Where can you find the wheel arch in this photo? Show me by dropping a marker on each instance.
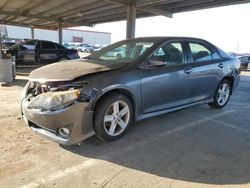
(231, 80)
(122, 91)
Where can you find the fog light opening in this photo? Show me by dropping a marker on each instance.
(64, 132)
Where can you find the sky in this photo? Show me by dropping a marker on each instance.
(226, 27)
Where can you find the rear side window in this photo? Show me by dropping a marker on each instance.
(200, 53)
(170, 53)
(58, 46)
(47, 45)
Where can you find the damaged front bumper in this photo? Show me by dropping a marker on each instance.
(76, 118)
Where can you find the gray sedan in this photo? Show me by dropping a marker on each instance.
(104, 93)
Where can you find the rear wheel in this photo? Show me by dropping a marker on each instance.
(222, 95)
(113, 116)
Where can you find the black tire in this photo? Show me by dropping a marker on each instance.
(102, 108)
(62, 58)
(217, 103)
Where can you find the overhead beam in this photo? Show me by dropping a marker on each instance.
(149, 9)
(4, 4)
(32, 33)
(28, 25)
(17, 14)
(156, 11)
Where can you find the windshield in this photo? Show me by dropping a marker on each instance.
(124, 52)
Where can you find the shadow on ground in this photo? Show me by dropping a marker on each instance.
(209, 152)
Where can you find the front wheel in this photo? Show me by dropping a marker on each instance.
(113, 115)
(222, 95)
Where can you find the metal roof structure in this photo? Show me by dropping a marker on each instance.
(53, 14)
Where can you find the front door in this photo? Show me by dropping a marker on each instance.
(166, 79)
(207, 68)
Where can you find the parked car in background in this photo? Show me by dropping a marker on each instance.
(72, 46)
(85, 48)
(245, 62)
(41, 51)
(97, 48)
(104, 93)
(7, 45)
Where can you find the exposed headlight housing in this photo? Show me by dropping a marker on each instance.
(53, 101)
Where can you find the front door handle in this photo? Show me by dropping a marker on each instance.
(221, 65)
(188, 70)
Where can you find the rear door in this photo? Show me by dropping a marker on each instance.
(166, 85)
(207, 66)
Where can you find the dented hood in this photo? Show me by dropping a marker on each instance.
(69, 70)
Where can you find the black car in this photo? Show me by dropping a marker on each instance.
(245, 61)
(7, 45)
(41, 51)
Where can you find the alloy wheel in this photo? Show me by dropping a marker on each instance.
(223, 94)
(116, 118)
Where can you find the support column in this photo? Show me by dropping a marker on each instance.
(60, 33)
(131, 18)
(32, 33)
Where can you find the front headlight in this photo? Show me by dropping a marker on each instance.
(54, 100)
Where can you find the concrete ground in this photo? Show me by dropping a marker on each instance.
(195, 147)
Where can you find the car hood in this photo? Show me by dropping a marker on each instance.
(69, 70)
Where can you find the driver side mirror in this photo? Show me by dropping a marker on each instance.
(155, 62)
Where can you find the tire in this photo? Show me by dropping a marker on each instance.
(112, 117)
(222, 95)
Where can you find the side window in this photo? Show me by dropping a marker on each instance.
(201, 53)
(169, 54)
(48, 45)
(58, 46)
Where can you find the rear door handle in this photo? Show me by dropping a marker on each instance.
(221, 65)
(188, 70)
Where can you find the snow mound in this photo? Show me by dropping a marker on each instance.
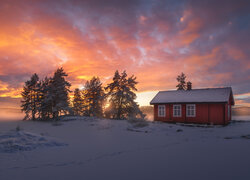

===

**Assignment:** Reproduce every record word for word. The copy must contain no pictures.

**Solution:**
Where can you find the wheel arch in this photo? Show me by dropping a marker on each instance.
(231, 80)
(122, 91)
Where can you find the fog light opening in this photo? Show me by dropping a marker on each instance.
(64, 132)
Where can you find the sky in this photo? Show me by dropping a marker on each instance.
(226, 27)
Where can you find the rear side window in this photo? Show me by dropping a marker on each instance.
(200, 53)
(170, 53)
(58, 46)
(47, 45)
Where can you find the damaged front bumper in this photo? Show me by dropping a marker on each instance.
(76, 118)
Where can you find the gray sedan in this photo? Show me by dropping a marker on each instance.
(104, 93)
Where can you find the rear wheel in this photo? Show me by dropping a marker on each instance.
(222, 95)
(113, 116)
Where can you find the black tire in this photo? Show me by dropping a marker on each instance.
(102, 108)
(62, 58)
(217, 103)
Where can you find the overhead beam in this photo? Show me by dropping a marker on each instance.
(149, 9)
(4, 4)
(32, 33)
(28, 25)
(17, 14)
(156, 11)
Where can you find the windshield in this photo? Show me by dropping a marker on each instance.
(124, 52)
Where can you find the shadow on ground in this photo? Show me by dropping a marker on each instance.
(209, 152)
Where can you find the front wheel in this photo? Show me by dropping a marker on each instance.
(113, 115)
(222, 95)
Where can you find the metal roof structure in this photo? Show me by dropping a marker on each instance.
(53, 14)
Where can you find the front door in this photo? Show me by dropping a marker on each instance.
(166, 79)
(207, 68)
Where can you find the parked car in background in this photo? Show me by dropping a marker on each instance.
(72, 46)
(85, 48)
(245, 62)
(41, 51)
(97, 48)
(104, 93)
(7, 45)
Where can you find the exposed headlight housing in this photo? Show me by dropping a marker on each instance.
(53, 101)
Where can you find the front door handle in this photo? Show me by dropping a marker on each instance.
(221, 65)
(188, 70)
Where can you find the rear door in this photo? Show me by dropping a marker on each instance.
(166, 85)
(207, 66)
Where can you find the dented hood in this photo? Show me by dropping a marker on each instance.
(69, 70)
Where can you find the black car in this photo? Show me by dropping a marker on each instance.
(245, 61)
(7, 45)
(41, 51)
Where can you find the alloy wheel in this photo? Show me by dropping a marker on each instance.
(223, 94)
(116, 118)
Where can you find the support column in this photo? Show me by dropping a marker on each instance.
(60, 33)
(131, 18)
(32, 33)
Where can you find the front headlight in this photo? Show me by dropping a marker on each instance.
(54, 100)
Where can you find the concrete ground in this photo? Show me by dropping a marker on each instance.
(195, 147)
Where can you find the car hood in this photo? Show me by dropping a marker on each instance.
(69, 70)
Where can you find the driver side mirror in this photo? Show me by dropping a marker on each instance.
(155, 62)
Where can you find the tire in this photo? Show me by dropping a marker on each instance.
(112, 117)
(222, 95)
Where can you find the side window in this photo? Show me by dropping a marker on each instance.
(201, 53)
(169, 54)
(48, 45)
(58, 46)
Where can you find the rear door handle in this photo? Show me by dropping a marker on each instance.
(221, 65)
(188, 70)
Where can you find the snow mound in this photo? Show me by dropping a marker on each instance.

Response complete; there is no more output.